▸ Passage choisi
***
Les problèmes les plus fréquents rencontrés par les personnes aveugles et malvoyantes lorsqu’elles voyagent en avion ont été étudiés par l’UEA à l’aide d’une enquête menée auprès de ses organisations membres. Malgré l’existence du Règlement (CE) 1107/2006 concernant les droits des personnes handicapées et des personnes à mobilité réduite lorsqu’elles font des voyages aériens, de nombreux problèmes ont été mis en évidence.
Il est pratiquement impossible aux personnes aveugles et malvoyantes de réserver un vol par elles-mêmes. La plupart des sites web et des applications mobiles des compagnies aériennes et des voyagistes sont inaccessibles, et l’utilisation appropriée de ces services, qui permettrait à l’utilisateur de rechercher en toute autonomie des vols, de les sélectionner, de déclarer ses besoins en termes d’assistance et de payer ensuite, n’est donc pas possible. Les passagers handicapés qui utilisent des trains ou des bus régionaux sur de moyennes ou longues distances afin de rejoindre leur aéroport respectif sont souvent confrontés à l’absence d’assistance dans les gares routières ou ferroviaires. Les zones et les comptoirs désignés pour recevoir une assistance dans les aéroports sont souvent mal situés et difficiles à trouver rapidement et de façon autonome, bien qu’ils soient indispensables pour les voyageurs aveugles et malvoyants. C’est un facteur d’incertitude pour ces voyageurs, qui peut les conduire à rater leur vol ou entraîner des dépenses supplémentaires. De nombreux passagers handicapés sont obligés d’être accompagnés en fauteuil roulant, quelle que soit leur constitution physique. En cas de refus de leur part, il n’est pas rare que le prestataire interrompe ou même annule le service d’assistance.
***
▸ Enregistrements de données

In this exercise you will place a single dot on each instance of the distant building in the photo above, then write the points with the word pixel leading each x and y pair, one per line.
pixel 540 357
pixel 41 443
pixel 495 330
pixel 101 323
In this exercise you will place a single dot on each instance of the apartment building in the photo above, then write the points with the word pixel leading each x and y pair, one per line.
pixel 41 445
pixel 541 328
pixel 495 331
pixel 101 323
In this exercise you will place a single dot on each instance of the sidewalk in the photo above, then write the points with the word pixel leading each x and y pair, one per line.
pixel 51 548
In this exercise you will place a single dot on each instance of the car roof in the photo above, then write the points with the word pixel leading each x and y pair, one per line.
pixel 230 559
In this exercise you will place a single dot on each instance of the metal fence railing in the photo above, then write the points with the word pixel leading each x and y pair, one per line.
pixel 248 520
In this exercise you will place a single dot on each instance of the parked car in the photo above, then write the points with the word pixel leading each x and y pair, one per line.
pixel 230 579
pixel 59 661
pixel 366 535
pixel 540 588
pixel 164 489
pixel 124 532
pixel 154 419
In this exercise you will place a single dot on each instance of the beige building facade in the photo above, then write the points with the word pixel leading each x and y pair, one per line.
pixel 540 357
***
▸ Travail demandé
**1)** Dans le passage sur les voyages aériens des personnes aveugles et malvoyantes, énumérez toutes les actions que l'utilisation appropriée des sites web et des applications des compagnies aériennes permettrait à l'utilisateur d'accomplir en toute autonomie.
**2)** Reproduisez tous les enregistrements ligne par ligne, à l'identique, sans en omettre aucun.
Le texte et les enregistrements constituent deux ensembles distincts, sans lien entre eux.

▸ Corrigés
**1)** rechercher des vols ; les sélectionner ; déclarer ses besoins en termes d'assistance ; payer

**2)**
In this exercise you will place a single dot on each instance of the distant building in the photo above, then write the points with the word pixel leading each x and y pair, one per line.
pixel 540 357
pixel 41 443
pixel 495 330
pixel 101 323
In this exercise you will place a single dot on each instance of the apartment building in the photo above, then write the points with the word pixel leading each x and y pair, one per line.
pixel 41 445
pixel 541 328
pixel 495 331
pixel 101 323
In this exercise you will place a single dot on each instance of the sidewalk in the photo above, then write the points with the word pixel leading each x and y pair, one per line.
pixel 51 548
In this exercise you will place a single dot on each instance of the car roof in the photo above, then write the points with the word pixel leading each x and y pair, one per line.
pixel 230 559
In this exercise you will place a single dot on each instance of the metal fence railing in the photo above, then write the points with the word pixel leading each x and y pair, one per line.
pixel 248 520
In this exercise you will place a single dot on each instance of the parked car in the photo above, then write the points with the word pixel leading each x and y pair, one per line.
pixel 230 579
pixel 59 661
pixel 366 535
pixel 540 588
pixel 164 489
pixel 124 532
pixel 154 419
In this exercise you will place a single dot on each instance of the beige building facade in the photo above, then write the points with the word pixel leading each x and y pair, one per line.
pixel 540 357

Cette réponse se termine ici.